### DIRECTIONS
Transcribe every line of the data below verbatim, omitting the pictures.

Source records:
- - - - - - -

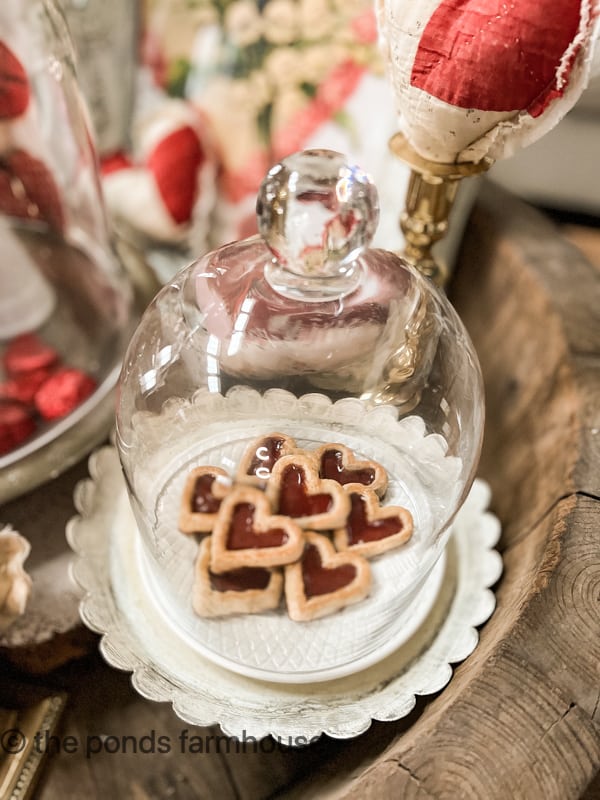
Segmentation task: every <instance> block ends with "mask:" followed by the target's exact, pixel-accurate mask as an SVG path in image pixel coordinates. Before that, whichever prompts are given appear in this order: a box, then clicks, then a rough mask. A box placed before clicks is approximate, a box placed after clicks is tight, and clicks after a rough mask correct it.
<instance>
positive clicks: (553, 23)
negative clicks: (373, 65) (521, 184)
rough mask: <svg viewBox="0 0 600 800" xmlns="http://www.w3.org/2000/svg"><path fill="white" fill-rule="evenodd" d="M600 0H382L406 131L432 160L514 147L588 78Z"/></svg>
mask: <svg viewBox="0 0 600 800" xmlns="http://www.w3.org/2000/svg"><path fill="white" fill-rule="evenodd" d="M599 16H600V3H599V2H598V0H511V2H501V0H442V2H440V0H423V1H422V2H419V3H413V2H411V1H410V0H380V2H379V5H378V24H379V30H380V35H381V40H382V45H383V50H384V54H385V56H386V59H387V62H388V68H389V72H390V74H391V77H392V81H393V85H394V94H395V97H396V106H397V109H398V111H399V112H400V126H399V127H400V130H401V131H402V132H403V133H404V134H405V136H406V137H407V139H408V141H409V143H410V144H411V145H412V146H413V147H414V149H415V150H416V151H417V152H418V153H419V154H420V155H421V156H423V157H424V158H428V159H431V160H432V161H438V162H447V163H452V162H454V161H473V162H477V161H479V160H480V159H482V158H483V157H485V156H487V157H489V158H492V159H498V158H502V157H506V156H509V155H512V153H513V152H514V151H515V150H517V149H518V148H519V147H523V146H525V145H528V144H531V143H532V142H534V141H535V140H536V139H538V138H540V137H541V136H543V135H544V134H545V133H547V132H548V131H549V130H550V129H551V128H552V127H554V125H556V123H557V122H559V121H560V119H561V118H562V117H563V116H564V115H565V114H566V113H567V111H568V110H569V109H570V108H571V107H572V106H573V105H574V104H575V102H576V101H577V99H578V98H579V96H580V94H581V92H582V91H583V89H584V88H585V86H586V85H587V81H588V79H589V75H590V68H591V60H592V55H593V48H594V44H595V41H596V40H597V38H598V32H599Z"/></svg>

- - - - - - -

### FINISHED EXERCISE
Segmentation task: every <instance> block ends with "mask:" followed by the target's exact, pixel-accurate mask as an SVG path in image pixel coordinates. Before that, whichever prompts are given appear in this order: a box, then clicks, then a rough mask. A box placed before clicks is approximate, a box placed after clicks is tight, and clicks after a rough mask correct it.
<instance>
positive clicks: (553, 23)
negative clicks: (373, 65) (521, 184)
rough mask: <svg viewBox="0 0 600 800" xmlns="http://www.w3.org/2000/svg"><path fill="white" fill-rule="evenodd" d="M600 0H382L406 131L432 160L514 147L588 78Z"/></svg>
mask: <svg viewBox="0 0 600 800" xmlns="http://www.w3.org/2000/svg"><path fill="white" fill-rule="evenodd" d="M599 16H600V3H599V2H598V0H511V2H501V0H442V2H440V0H423V1H422V2H419V3H413V2H411V1H410V0H380V2H379V5H378V24H379V30H380V35H381V40H382V45H383V50H384V54H385V56H386V59H387V62H388V68H389V72H390V74H391V77H392V81H393V85H394V94H395V97H396V106H397V109H398V111H399V112H400V126H399V127H400V130H401V131H402V132H403V133H404V134H405V136H406V137H407V139H408V141H409V143H410V144H411V145H412V146H413V147H414V149H415V150H416V151H417V152H418V153H419V154H420V155H421V156H423V157H424V158H428V159H431V160H432V161H438V162H447V163H452V162H454V161H473V162H477V161H479V160H480V159H482V158H483V157H485V156H487V157H489V158H492V159H498V158H502V157H506V156H509V155H512V153H513V152H514V151H515V150H517V149H518V148H519V147H523V146H525V145H528V144H531V143H532V142H534V141H535V140H536V139H538V138H540V137H541V136H543V135H544V134H545V133H547V132H548V131H549V130H550V129H551V128H552V127H554V125H556V123H557V122H559V121H560V119H561V118H562V117H563V116H564V115H565V114H566V113H567V111H568V110H569V109H570V108H571V107H572V106H573V105H574V104H575V102H576V101H577V99H578V98H579V96H580V94H581V92H582V91H583V89H584V88H585V86H586V85H587V81H588V79H589V75H590V68H591V60H592V55H593V48H594V44H595V41H596V40H597V38H598V32H599Z"/></svg>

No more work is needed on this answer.